Document extract ▸
# Aurora Tarzan Problem



## karvin (Jan 4, 2008)

Hey Guys, I was wondering if I was alone in this problem. years ago I purchased a MIB box Comic scenes Tarzan. Price was VERY cheap. But it seams to have been missing the knife sticking out of the lion....OK.. fair enough. So I went a few years back and purchased an old store stock sealed one from REDS wharehouse. I live near him and is the only place that still stocks aurora kits as if they were released last month. Albiet he is now internet sales only.. But I digress.. anyway. I crack open the seal and low and behold.. missing the knife.. Bad luck or did the comic scenes never come with a knife ?


----------



## Auroranut (Jan 12, 2008)

You're not alone karvin!! Mine's also missing the knife as is John Ps. I have a lead on the knife, but I don't know when I'll be able to pick it up. Once I have it I'll cast it for you.

Chris.


----------



## Aurora-brat (Oct 23, 2002)

The knife may have been left out of the Comic Scenes version. Remember that was when Nabisco was running Aurora, and after the whole uproar over the Monster Scenes being too violent. The big cookie might have said no to a dead lion with the still warm knife sticking out of its heart for fear of animal rights activists picketing their offices.

I'll check with my Aurora source and confirm it.


----------



## DinoMike (Jan 1, 1970)

I can confirm that the Comic Scenes version DID have a knife. I've had 3 copies in my time, and they all had the knife.

It just seems to be the 1 piece that's prone to breaking off the sprue & getting lost somewhere in packaging.


----------



## Kitzillastein58 (Jan 27, 2009)

Hi Karvin, I had just purchased a 1974 Comic Scenes Tarzan a couple of weeks ago, mint sealed kit, and fortunately, mine has the knife included with it. Is there a possibility that it might have come off the sprue and got stuck under one of the lower box flaps? It is a very small and flat piece. Hope you find it! 

Kitz' :wave:


----------



## karvin (Jan 4, 2008)

Thank you everyone for the speedy reply. Yes Chris.. I would LOVE a cast of the knife. 2 if possible, since I now have 2 kits that need it. I would be happy to compensate you. I did look in the flaps and such knowing the knife may have slipped in there, with no luck. I assumed it did come with it, because if aurora omited the knife, they would have omited it from the newly done instructions as well.


----------



## Cloudminder (Mar 4, 2009)

Hi Karvin,
Do you have the web address for Reds warehouse? I'd love to acquire the Tarzan kit if he still has them. Thanks, I'm new to posting here though I've been lurking on the fringes for a while now. Lots of great stuff from all of you.


----------



## karvin (Jan 4, 2008)

Exercise goal ▸ Write the next part of the forum thread about the knife missing from the Aurora Tarzan kit, picking up right after its final line.

Excerpt from a dataset
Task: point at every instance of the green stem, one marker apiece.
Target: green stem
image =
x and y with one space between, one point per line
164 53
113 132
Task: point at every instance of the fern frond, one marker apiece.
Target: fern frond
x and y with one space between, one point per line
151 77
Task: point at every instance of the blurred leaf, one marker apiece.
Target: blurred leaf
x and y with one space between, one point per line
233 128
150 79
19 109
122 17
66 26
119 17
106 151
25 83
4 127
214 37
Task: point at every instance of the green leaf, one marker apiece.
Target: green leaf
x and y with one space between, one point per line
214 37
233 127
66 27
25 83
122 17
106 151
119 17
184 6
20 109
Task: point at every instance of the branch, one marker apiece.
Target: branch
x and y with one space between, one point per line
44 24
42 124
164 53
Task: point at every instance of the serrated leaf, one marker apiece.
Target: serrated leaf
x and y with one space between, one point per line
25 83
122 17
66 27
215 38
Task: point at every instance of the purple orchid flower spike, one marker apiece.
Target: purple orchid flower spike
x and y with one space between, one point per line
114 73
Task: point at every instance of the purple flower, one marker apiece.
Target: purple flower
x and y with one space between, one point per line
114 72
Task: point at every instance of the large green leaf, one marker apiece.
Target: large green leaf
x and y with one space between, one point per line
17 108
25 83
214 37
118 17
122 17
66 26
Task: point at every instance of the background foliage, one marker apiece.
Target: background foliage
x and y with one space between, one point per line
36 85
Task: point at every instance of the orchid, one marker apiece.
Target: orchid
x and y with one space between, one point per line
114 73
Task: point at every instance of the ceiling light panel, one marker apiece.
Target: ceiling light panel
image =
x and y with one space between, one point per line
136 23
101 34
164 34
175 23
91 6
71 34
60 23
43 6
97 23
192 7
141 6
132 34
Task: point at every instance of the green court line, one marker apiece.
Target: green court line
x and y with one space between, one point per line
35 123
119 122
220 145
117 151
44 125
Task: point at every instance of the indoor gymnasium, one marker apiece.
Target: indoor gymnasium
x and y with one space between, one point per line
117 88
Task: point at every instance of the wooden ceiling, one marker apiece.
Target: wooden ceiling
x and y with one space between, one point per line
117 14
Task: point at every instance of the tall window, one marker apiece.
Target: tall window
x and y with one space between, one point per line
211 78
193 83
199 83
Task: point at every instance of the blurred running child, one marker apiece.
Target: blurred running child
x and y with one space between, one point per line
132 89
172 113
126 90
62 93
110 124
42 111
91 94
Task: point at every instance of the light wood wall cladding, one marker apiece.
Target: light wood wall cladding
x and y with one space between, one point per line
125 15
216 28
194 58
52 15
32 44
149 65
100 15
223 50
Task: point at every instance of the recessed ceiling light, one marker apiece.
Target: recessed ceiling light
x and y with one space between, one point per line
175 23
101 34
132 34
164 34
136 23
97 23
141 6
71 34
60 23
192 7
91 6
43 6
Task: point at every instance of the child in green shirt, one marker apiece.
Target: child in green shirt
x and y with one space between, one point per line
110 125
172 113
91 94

Final answer ▸
The reds wharehouse closed down after Big red himself passed away a few years ago. I dont know if the site is actually still active, but it is up and running. the prices in the store were much better than the online prices... give them a call first..www.bigreds.com. The store was an actual wharehouse about 3 city blocks long. red had a habbit of putting 3 or 4 cases of every toy, comic book and whatever else he sold.. in storage. and would keep it there for years until someone cared to ask for it. not much left on the site really either


----------



## Cro-Magnon Man (Jun 11, 2001)

I too can confirm that the Comic Scenes version had the knife; I've bought two Comic Scenes Tarzans from different scources and both had the knife.


----------



## KINGZILLA (Aug 27, 2005)

I remember years ago they had a sale on the addar planet of the apes kits and 3 times I had to return Dr Zais because there was no front of the had peice,ended up making it from scratch,pretty pitiful.for the time. lol


----------



## Mark McGovern (Apr 25, 1999)

*Now, Really....*

Guys,

I just went back to look at Gillmen's restoration of Tarzan in order to be sure I knew what part you were discussing. I hate to be the one to pass the cheese plate, but c'mon - are you telling me that it's beyond your abilities to whittle up that little knife handle from a chunka sprue? I'm not familiar with karvin's work, but I can't believe that the same A-nut who treated us to such a fantastic Dick Tracy is kicking over this little doodad.

Mark McGee, KINGZILLA had to scratchbuild Dr. Zaius' _face_, fer corn's sake.


----------



## Zorro (Jun 22, 1999)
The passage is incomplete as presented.